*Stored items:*
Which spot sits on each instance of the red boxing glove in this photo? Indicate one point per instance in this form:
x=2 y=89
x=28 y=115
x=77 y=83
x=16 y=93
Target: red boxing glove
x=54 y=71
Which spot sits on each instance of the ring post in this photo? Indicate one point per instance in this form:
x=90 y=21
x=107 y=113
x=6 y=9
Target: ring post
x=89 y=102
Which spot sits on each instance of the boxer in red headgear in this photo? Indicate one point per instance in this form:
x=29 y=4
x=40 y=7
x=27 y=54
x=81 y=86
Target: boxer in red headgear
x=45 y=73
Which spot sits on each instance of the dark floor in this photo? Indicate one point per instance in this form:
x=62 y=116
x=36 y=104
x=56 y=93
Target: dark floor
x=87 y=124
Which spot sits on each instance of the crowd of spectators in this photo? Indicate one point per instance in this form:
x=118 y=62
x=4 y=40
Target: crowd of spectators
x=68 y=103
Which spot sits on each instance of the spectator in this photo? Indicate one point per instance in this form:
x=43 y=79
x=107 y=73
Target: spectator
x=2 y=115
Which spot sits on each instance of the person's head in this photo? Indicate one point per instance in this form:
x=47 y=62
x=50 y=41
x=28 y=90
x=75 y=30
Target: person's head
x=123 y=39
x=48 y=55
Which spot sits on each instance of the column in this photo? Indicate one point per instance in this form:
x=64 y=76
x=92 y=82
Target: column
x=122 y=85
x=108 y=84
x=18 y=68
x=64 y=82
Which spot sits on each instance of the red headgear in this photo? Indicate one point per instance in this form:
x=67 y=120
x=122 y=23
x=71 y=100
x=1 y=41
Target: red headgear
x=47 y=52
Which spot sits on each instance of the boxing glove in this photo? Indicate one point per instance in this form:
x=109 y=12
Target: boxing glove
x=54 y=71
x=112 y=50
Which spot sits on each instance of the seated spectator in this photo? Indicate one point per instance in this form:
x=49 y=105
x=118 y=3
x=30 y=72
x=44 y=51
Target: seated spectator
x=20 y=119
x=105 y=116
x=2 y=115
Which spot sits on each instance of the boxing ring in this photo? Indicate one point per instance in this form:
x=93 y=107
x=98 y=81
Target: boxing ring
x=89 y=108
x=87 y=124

*Challenge:* Rewrite all the records, putting "Object" wherever "Target" appears and leaving every other character unchanged.

*Full solution:*
Which spot sits on each instance of the red boxing glove in this photo? Indicate one point per instance in this form:
x=2 y=89
x=28 y=115
x=77 y=83
x=16 y=93
Object: red boxing glove
x=54 y=71
Which spot sits on each instance of the ring post in this photo? Indicate one point per instance in this form:
x=90 y=21
x=107 y=113
x=6 y=9
Object: ring post
x=89 y=102
Which spot sits on each instance of the boxer in red headgear in this photo? Indicate one point per instance in this form:
x=29 y=4
x=40 y=7
x=27 y=54
x=81 y=86
Object: boxer in red headgear
x=45 y=73
Which spot sits on each instance of the dark floor in this photo? Indicate one point per instance in this form:
x=62 y=116
x=36 y=104
x=56 y=93
Object: dark floor
x=87 y=124
Which spot sits on each instance of the crowd of spectators in this photo? Indicate one point per instance in this form:
x=118 y=62
x=4 y=40
Object: crowd of spectators
x=68 y=103
Which spot sits on each instance of the spectator in this photo? Indicate one point per instance in this form:
x=43 y=79
x=107 y=73
Object: spectator
x=2 y=115
Which spot sits on each instance of the person's head in this photo? Indicate one point per instance in this form:
x=47 y=62
x=50 y=41
x=28 y=90
x=75 y=30
Object: person's head
x=123 y=39
x=48 y=55
Which spot sits on each instance of the column in this photo? Indicate one point per instance in this form:
x=64 y=76
x=92 y=82
Object: column
x=122 y=85
x=108 y=84
x=18 y=68
x=64 y=82
Which spot sits on each instance of the red headgear in this photo? Indicate one point per instance in this form:
x=67 y=120
x=122 y=23
x=71 y=100
x=1 y=41
Object: red headgear
x=47 y=52
Which spot sits on each instance of the boxing glove in this photo? Indicate one point per instance in this form:
x=109 y=12
Object: boxing glove
x=54 y=71
x=112 y=50
Which spot sits on each instance of the seated spectator in this photo? Indicate one point per instance in this form:
x=49 y=105
x=118 y=3
x=30 y=72
x=44 y=51
Object: seated spectator
x=20 y=119
x=105 y=116
x=2 y=115
Which spot sits on each instance of the boxing ring in this photo? Indicate one point per instance in this form:
x=93 y=107
x=98 y=81
Object: boxing ring
x=89 y=108
x=87 y=124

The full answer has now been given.